- [WHAT IS BEING ASKED]: If a line in the entries contains the string "diced", include that line in your answer.

-- DATA UNDER STUDY follows --

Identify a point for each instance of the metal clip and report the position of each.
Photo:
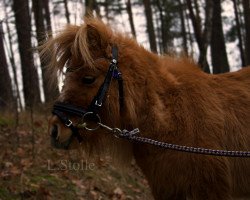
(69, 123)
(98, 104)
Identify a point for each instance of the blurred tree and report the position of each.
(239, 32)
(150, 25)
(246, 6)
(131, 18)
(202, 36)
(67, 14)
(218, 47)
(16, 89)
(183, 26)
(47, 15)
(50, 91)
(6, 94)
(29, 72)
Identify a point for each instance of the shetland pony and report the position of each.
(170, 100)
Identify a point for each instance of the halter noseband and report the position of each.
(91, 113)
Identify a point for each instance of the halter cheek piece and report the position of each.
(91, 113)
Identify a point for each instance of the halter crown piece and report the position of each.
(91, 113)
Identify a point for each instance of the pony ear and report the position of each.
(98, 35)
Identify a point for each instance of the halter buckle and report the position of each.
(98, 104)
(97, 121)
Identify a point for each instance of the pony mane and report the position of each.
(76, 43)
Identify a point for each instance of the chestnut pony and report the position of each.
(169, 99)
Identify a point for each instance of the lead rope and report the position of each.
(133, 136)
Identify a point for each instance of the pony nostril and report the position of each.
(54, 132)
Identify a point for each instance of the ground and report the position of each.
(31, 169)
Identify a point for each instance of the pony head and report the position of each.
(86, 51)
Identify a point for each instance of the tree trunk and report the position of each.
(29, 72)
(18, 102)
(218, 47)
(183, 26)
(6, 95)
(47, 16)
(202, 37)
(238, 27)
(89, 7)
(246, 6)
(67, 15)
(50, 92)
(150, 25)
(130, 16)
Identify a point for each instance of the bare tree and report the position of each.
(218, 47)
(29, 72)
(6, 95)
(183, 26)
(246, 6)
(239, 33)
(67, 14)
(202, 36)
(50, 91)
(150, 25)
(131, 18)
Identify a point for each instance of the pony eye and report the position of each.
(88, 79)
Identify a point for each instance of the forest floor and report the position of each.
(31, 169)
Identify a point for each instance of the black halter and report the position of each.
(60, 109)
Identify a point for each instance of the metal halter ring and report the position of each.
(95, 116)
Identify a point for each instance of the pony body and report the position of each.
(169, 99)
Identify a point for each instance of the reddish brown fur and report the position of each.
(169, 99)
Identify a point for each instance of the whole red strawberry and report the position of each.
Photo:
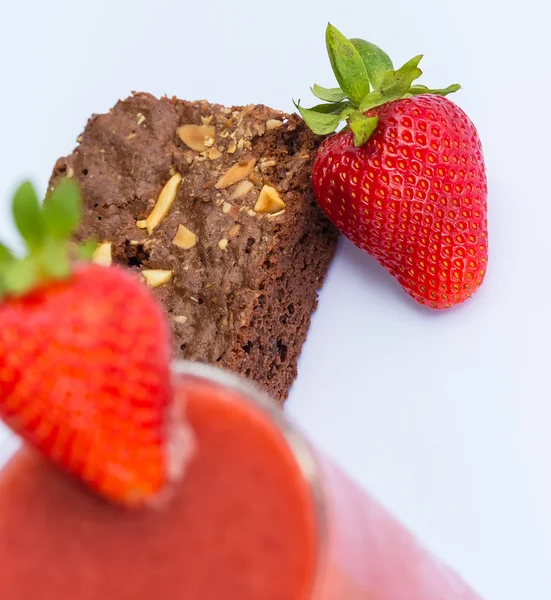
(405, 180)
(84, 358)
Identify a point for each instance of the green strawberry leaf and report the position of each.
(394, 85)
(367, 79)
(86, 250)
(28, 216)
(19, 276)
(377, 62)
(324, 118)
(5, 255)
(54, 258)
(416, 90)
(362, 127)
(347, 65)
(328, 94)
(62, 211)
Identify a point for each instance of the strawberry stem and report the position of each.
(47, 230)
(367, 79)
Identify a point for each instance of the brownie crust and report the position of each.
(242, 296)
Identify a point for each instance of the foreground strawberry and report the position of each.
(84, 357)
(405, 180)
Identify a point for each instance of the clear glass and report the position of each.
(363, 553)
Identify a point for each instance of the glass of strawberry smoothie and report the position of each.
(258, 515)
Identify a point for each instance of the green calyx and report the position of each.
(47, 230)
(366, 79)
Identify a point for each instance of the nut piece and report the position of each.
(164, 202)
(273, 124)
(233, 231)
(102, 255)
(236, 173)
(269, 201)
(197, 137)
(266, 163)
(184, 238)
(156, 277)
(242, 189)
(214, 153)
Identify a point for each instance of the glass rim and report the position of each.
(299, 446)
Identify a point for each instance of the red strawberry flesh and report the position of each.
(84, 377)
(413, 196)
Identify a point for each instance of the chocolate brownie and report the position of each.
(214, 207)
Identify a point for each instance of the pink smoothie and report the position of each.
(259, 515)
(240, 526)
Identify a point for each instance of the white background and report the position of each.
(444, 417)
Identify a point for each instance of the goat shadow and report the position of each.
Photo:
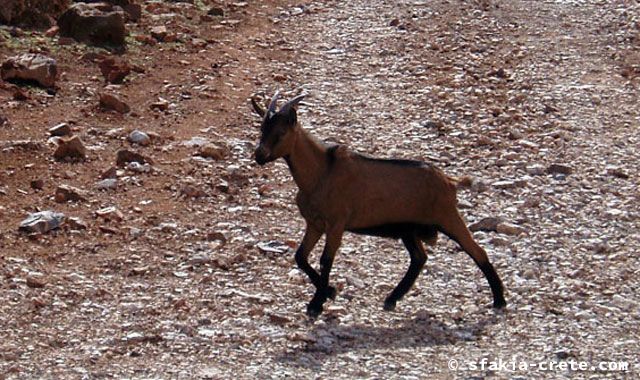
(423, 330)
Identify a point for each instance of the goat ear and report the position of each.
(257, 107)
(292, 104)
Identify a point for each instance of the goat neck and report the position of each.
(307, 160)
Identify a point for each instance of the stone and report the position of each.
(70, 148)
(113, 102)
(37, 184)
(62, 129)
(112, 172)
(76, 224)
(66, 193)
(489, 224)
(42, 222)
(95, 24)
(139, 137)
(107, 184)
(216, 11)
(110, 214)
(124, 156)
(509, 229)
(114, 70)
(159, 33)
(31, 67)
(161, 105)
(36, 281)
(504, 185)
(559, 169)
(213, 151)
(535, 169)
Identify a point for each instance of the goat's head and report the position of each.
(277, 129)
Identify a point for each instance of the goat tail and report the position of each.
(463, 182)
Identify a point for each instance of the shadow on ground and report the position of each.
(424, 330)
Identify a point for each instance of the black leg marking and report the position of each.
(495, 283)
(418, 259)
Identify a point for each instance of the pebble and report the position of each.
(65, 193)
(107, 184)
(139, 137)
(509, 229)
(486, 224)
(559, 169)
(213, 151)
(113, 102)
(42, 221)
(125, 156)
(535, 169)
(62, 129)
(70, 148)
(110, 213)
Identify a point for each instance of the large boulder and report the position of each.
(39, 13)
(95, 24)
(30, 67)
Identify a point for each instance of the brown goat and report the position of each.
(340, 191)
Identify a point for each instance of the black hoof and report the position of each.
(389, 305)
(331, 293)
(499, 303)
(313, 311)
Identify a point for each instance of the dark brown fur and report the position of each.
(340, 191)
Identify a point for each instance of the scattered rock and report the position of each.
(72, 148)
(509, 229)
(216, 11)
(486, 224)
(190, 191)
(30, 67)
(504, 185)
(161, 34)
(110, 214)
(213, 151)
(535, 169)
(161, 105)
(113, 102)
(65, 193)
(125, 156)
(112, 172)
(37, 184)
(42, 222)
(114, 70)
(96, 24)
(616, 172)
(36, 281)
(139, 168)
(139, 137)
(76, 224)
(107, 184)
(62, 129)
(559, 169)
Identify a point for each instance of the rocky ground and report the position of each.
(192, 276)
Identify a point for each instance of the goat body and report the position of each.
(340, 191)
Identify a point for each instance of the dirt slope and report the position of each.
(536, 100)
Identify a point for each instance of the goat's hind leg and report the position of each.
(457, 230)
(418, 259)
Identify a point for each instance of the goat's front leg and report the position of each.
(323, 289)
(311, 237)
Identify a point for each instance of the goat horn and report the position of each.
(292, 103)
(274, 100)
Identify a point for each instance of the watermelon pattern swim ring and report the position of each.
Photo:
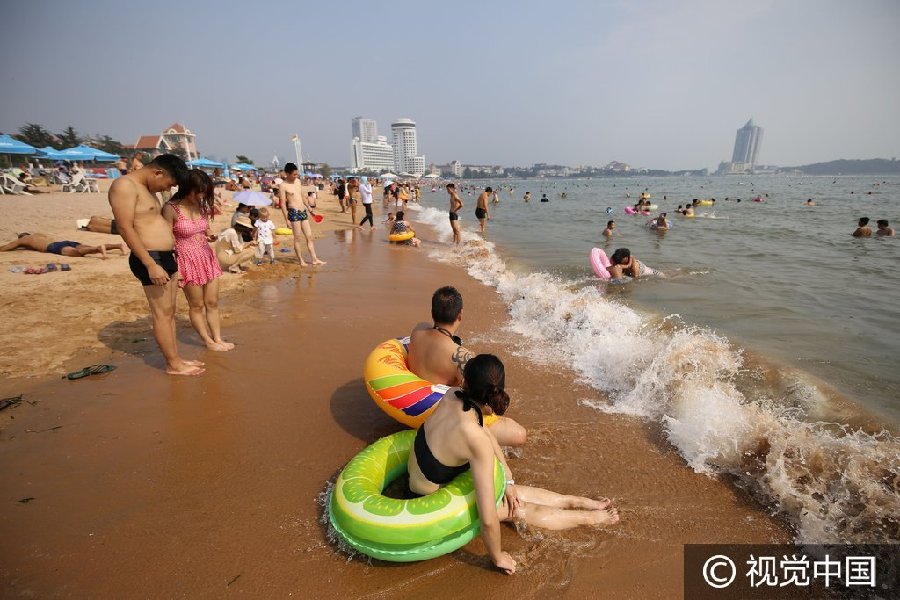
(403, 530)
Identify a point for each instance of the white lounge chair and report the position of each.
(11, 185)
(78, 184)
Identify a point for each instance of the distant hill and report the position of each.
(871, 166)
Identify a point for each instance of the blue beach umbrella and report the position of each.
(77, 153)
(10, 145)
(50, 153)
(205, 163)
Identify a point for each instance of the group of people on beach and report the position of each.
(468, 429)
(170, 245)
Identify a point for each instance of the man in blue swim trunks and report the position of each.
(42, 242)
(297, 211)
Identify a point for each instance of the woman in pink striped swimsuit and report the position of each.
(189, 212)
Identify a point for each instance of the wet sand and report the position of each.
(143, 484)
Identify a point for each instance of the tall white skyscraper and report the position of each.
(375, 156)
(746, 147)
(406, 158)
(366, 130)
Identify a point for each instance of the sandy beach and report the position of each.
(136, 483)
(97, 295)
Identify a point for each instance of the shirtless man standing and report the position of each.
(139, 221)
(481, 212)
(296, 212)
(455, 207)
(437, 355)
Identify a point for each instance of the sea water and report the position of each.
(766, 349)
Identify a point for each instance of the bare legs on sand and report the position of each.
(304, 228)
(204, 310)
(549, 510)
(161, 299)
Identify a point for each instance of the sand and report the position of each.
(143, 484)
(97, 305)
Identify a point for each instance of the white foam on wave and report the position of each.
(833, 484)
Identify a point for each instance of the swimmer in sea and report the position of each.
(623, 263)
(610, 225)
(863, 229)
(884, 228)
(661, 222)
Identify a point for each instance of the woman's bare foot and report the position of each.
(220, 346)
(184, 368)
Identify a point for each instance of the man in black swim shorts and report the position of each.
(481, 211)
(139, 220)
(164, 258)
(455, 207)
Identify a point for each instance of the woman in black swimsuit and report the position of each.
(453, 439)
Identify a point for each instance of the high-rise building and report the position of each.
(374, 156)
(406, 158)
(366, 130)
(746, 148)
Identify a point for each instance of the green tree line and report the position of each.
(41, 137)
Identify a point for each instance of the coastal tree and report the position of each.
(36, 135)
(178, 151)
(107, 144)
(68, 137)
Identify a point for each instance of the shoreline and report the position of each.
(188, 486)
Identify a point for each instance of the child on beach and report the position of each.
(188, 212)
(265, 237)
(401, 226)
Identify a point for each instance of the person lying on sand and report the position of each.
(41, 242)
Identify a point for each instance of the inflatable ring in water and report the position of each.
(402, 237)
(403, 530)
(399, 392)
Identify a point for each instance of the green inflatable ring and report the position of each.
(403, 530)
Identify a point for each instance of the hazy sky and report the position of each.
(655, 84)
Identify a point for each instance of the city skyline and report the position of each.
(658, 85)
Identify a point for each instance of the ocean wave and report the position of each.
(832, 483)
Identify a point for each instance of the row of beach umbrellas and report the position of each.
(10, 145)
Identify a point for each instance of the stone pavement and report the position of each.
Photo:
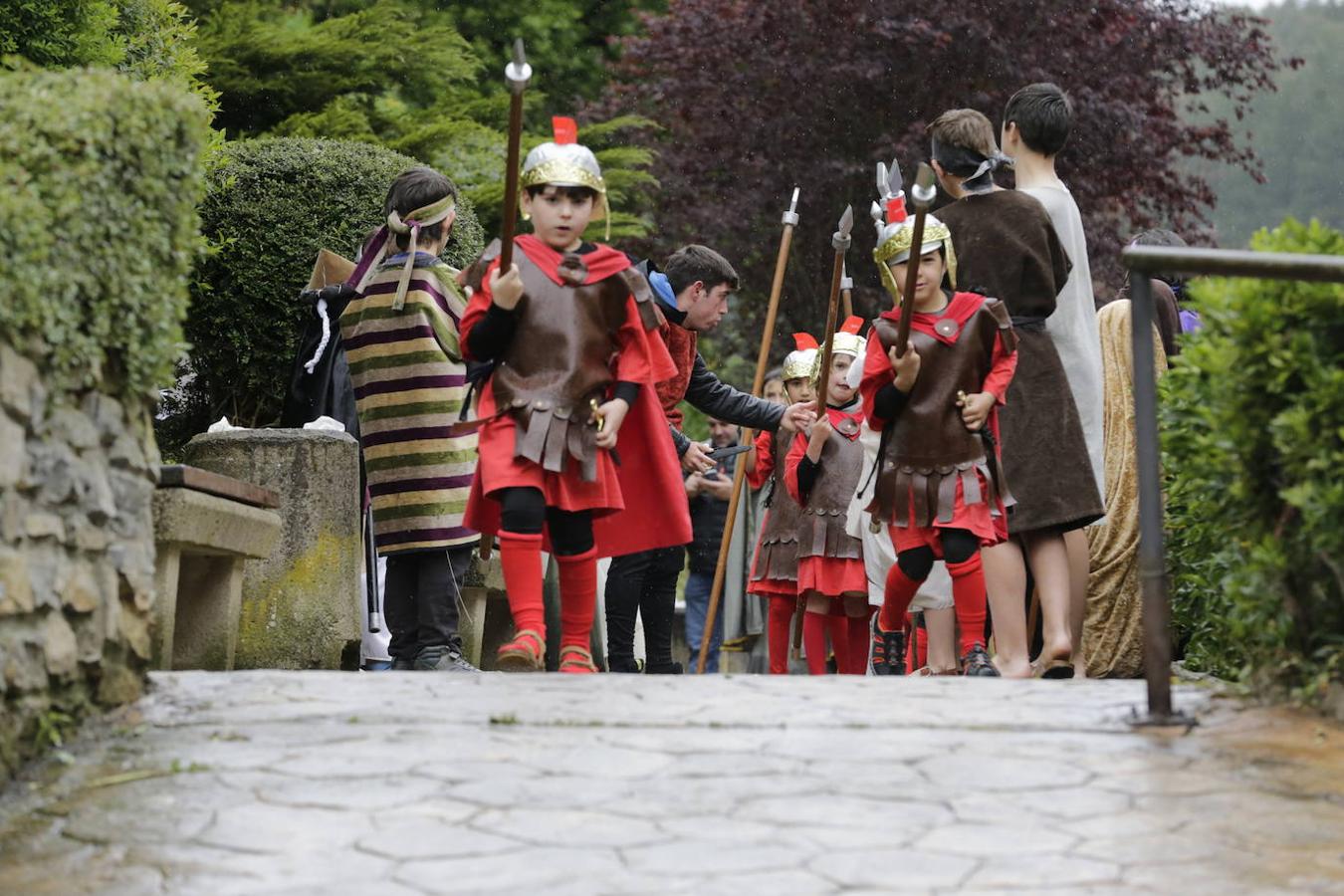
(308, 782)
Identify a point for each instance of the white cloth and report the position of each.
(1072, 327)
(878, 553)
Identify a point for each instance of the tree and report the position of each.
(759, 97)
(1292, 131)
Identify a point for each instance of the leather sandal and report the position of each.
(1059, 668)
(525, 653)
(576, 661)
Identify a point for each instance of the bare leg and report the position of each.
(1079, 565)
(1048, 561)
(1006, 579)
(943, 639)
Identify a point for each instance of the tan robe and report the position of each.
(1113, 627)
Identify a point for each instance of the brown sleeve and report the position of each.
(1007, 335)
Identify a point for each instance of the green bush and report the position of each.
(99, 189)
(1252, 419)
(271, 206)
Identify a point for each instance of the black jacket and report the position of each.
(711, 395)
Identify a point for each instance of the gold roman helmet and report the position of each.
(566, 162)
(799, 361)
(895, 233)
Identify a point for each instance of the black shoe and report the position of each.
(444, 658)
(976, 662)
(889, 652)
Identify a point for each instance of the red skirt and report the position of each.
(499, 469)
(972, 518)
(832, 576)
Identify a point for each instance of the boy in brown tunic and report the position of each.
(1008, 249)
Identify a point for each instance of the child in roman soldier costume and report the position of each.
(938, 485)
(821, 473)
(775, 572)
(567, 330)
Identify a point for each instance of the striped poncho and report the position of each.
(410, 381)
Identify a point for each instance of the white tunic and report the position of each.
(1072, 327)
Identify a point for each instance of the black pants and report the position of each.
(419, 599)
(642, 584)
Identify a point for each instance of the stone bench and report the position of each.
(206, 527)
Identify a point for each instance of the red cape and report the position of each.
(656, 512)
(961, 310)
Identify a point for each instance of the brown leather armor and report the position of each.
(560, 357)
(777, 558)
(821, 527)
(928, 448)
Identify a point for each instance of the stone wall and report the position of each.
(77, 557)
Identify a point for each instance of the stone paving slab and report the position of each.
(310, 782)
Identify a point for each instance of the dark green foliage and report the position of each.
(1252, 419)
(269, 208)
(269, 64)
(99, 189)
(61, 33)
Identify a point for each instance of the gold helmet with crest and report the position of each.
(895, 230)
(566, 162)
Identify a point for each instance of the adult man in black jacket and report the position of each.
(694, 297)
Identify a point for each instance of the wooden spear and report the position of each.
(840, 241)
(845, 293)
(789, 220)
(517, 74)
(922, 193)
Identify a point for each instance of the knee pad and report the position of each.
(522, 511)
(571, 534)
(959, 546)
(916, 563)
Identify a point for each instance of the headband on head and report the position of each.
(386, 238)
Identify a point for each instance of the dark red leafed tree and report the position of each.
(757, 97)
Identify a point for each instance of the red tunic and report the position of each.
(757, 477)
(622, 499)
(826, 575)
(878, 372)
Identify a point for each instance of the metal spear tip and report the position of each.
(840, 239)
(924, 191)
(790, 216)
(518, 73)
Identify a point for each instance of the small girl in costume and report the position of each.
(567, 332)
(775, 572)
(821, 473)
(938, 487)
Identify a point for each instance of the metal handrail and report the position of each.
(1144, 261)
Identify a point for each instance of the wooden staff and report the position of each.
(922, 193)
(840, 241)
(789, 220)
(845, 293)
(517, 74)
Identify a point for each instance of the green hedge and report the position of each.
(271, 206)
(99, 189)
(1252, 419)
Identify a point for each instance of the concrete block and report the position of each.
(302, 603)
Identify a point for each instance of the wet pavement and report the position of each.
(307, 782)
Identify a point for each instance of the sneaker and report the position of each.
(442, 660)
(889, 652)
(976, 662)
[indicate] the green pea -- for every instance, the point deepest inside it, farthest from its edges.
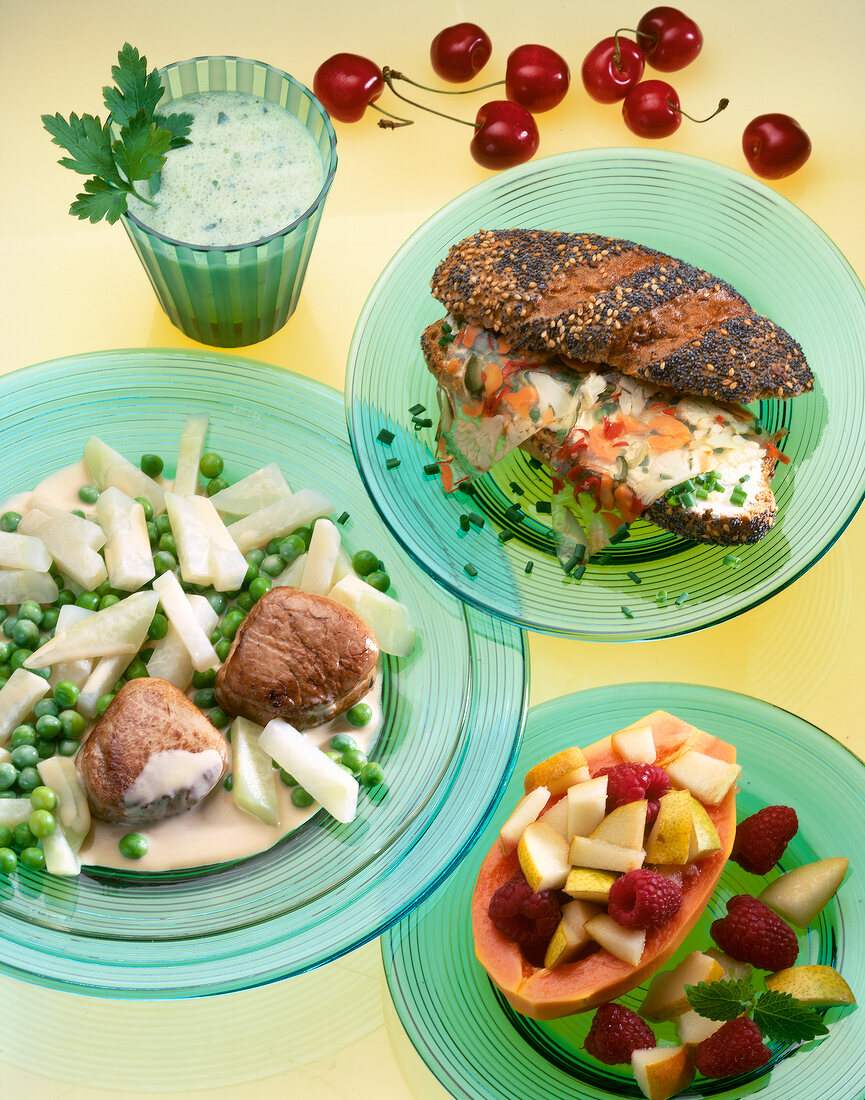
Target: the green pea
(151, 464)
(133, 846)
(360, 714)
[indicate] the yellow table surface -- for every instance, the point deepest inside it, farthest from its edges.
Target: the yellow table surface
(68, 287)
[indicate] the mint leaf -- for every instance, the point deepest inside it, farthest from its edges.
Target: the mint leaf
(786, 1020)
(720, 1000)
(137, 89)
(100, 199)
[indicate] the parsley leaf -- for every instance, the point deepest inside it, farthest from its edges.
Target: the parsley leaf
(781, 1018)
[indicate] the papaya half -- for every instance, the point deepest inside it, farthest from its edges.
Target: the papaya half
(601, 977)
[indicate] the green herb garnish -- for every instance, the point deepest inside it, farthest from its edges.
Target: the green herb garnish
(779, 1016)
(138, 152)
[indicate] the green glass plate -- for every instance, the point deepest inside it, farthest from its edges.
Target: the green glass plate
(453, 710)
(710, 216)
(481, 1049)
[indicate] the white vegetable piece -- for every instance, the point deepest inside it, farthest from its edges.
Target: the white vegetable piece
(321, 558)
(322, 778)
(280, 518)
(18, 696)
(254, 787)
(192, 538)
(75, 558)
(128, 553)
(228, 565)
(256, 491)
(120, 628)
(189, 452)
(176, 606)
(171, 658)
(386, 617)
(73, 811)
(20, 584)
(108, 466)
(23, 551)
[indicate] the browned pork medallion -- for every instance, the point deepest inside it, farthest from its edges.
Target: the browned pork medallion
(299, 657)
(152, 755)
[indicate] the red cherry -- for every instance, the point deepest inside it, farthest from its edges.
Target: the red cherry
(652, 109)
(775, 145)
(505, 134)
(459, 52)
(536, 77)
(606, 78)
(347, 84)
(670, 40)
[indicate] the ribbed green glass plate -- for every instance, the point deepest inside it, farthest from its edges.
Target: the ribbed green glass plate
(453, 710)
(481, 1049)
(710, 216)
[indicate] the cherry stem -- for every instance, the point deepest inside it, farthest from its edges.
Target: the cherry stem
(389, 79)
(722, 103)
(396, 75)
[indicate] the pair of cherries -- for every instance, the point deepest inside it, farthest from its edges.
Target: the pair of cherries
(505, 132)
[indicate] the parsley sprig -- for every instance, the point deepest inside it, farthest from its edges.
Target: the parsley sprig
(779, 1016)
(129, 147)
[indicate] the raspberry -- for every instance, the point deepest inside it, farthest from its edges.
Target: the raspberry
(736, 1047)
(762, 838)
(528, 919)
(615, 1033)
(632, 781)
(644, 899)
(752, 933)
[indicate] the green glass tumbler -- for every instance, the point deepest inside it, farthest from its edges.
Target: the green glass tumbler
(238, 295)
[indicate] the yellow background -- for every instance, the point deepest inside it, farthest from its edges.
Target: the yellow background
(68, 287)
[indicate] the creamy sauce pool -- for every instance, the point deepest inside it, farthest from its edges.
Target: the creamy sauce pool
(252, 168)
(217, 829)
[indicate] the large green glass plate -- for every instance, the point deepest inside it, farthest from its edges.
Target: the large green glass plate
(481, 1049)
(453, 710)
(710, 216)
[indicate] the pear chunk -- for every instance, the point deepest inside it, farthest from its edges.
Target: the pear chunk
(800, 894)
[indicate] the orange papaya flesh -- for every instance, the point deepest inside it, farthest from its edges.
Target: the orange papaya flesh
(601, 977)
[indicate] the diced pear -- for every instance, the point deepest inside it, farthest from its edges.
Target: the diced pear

-- DATA UNDER STUDY concluded --

- [SOLUTION BELOW]:
[indicate] the diced pear -- for every instance, the point deepest inside it, farthest from its edges.
Target: the diced pear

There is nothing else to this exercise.